Rewrite the part of the abstract on first sexual intercourse among Haramaya University students that runs between "First Sexual Intercourse and Risky" and "randomly selected students.", inclusive, with "contraception" changed to "birth control".

[Opening EXTRACT PROVIDED section]

First Sexual Intercourse and Risky Sexual Behaviors among Undergraduate Students at Haramaya University, Ethiopia
Back ground: First sexual intercourse is a milestone that varies considerably in its timing and its timing and represents an important developmental state. However, it has negative aspects such as unwanted pregnancy, sexually transmitted diseases and infection with HIV. Most adolescents do not use any form of contraception when entering into sexual intercourse for the first time.
Objective: To assess predictors of first sexual intercourse and associated risky sexual behaviors.
Methodology: This is an institution based cross-sectional study conducted from January to February 2010 among undergraduate students at Haramaya University. Quantitative data were collected from 846 randomly selected students.
Results: The majority (536,69.8%) of the students were male. From 843 participants 304(39.6%) ever had sex. The man (SD) age of first sex was 17.8(2.5) years. The majority of the respondents (138,45%) decided to have first sex because of falling in love, followed by curiosity (47,15.5%) of respondents. Out of the sexually active, 82(27%) had their first sexual intercourse with a casual partner. Less than half (42.8%) reported having used any contraceptive method during first sexual intercourse. Peer pressure, having friends who had sex, being male respondents, and discussion of sex related issues with boy or girl friend were among the factors predicting sexual initiation.
Conclusion: A sizable proportion of the participants had had initiated sexual intercourse. Peer pressure is the main reason mentioned for sexual initiation and risky sexual behaviors. Programs and intervention should seek to help individuals postpone their first sexual experience until they are ready for responsible decision making.

[Closing EXTRACT PROVIDED section]
[Opening SUPPLIED DATA section]

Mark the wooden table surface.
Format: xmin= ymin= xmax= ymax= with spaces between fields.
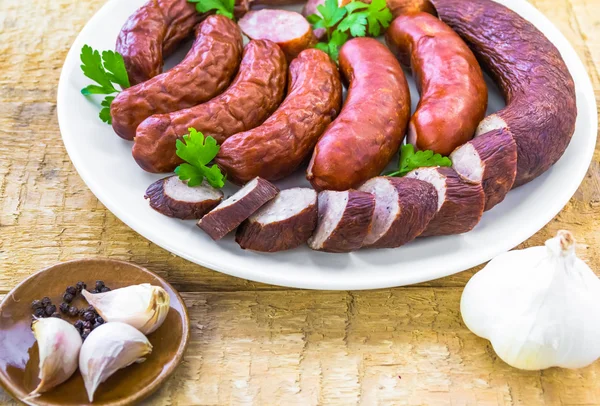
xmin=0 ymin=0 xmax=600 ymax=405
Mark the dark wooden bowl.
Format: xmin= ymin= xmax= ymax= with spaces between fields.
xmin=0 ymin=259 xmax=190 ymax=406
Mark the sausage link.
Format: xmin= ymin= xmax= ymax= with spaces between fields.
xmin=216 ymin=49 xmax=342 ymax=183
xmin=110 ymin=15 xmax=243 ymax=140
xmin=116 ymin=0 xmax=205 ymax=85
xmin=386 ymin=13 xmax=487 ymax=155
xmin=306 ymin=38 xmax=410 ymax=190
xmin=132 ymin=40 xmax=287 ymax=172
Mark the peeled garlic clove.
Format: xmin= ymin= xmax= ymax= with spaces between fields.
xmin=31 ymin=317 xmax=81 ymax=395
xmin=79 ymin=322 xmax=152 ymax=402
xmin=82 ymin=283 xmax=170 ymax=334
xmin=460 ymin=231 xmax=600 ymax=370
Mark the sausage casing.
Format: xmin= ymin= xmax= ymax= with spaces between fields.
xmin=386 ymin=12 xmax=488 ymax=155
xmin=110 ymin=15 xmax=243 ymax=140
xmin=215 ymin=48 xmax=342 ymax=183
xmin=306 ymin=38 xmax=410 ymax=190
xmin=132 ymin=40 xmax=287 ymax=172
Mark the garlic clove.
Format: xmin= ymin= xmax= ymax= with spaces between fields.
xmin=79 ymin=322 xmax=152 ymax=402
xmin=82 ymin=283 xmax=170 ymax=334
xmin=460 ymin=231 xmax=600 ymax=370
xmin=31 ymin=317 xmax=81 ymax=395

[Closing SUPPLIED DATA section]

▸ ANSWER:
First Sexual Intercourse and Risky Sexual Behaviors among Undergraduate Students at Haramaya University, Ethiopia
Back ground: First sexual intercourse is a milestone that varies considerably in its timing and its timing and represents an important developmental state. However, it has negative aspects such as unwanted pregnancy, sexually transmitted diseases and infection with HIV. Most adolescents do not use any form of birth control when entering into sexual intercourse for the first time.
Objective: To assess predictors of first sexual intercourse and associated risky sexual behaviors.
Methodology: This is an institution based cross-sectional study conducted from January to February 2010 among undergraduate students at Haramaya University. Quantitative data were collected from 846 randomly selected students.